Pull every line with "shoreline" from the data below and copy it.

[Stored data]
=-=-=-=-=

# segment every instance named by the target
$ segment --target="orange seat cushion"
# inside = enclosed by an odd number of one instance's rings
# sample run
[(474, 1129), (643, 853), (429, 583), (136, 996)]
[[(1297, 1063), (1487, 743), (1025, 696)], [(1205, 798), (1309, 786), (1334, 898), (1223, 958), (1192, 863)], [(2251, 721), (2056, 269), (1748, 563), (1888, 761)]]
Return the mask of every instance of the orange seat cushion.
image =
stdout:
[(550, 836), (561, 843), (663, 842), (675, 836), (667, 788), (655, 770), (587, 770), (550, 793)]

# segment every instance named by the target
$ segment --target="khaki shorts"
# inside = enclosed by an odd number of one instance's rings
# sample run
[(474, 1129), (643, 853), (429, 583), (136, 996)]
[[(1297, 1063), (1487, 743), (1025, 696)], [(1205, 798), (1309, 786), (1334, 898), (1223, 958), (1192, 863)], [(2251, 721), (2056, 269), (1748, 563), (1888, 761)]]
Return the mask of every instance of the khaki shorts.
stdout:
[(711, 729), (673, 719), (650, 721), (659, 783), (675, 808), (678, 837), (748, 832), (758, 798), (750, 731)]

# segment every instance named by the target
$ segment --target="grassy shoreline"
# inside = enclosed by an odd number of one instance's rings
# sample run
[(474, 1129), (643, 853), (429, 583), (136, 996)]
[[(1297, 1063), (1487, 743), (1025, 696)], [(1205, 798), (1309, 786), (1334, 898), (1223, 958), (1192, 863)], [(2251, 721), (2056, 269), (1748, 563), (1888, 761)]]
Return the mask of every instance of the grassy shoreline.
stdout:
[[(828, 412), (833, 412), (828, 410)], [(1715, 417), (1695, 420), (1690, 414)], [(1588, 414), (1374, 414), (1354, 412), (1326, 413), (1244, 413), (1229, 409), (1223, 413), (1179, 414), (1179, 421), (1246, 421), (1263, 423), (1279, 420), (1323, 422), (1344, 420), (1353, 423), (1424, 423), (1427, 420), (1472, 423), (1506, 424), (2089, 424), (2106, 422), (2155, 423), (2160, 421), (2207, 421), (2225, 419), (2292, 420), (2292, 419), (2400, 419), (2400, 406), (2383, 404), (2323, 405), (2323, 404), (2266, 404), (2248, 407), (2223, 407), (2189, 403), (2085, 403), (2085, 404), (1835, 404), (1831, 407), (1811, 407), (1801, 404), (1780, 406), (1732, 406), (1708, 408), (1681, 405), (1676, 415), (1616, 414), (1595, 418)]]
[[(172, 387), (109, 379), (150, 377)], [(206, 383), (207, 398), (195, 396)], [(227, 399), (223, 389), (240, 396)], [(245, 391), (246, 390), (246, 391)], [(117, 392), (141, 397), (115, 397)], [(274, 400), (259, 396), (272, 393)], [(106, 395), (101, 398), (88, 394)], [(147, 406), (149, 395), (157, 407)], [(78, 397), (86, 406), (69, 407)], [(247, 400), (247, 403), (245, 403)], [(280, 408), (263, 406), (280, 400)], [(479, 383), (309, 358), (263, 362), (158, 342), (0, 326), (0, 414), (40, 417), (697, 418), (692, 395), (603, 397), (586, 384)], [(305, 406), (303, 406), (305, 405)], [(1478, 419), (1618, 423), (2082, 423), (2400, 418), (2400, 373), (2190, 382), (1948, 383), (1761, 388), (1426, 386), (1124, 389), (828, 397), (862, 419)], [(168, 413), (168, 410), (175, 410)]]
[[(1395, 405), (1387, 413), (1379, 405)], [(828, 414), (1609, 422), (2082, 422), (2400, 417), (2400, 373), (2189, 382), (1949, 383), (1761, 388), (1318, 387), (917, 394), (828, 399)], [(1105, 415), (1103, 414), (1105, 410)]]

=-=-=-=-=

→ Reply to the exercise
$ segment --target="grassy shoreline"
Return the mask of every instance of the grassy shoreline.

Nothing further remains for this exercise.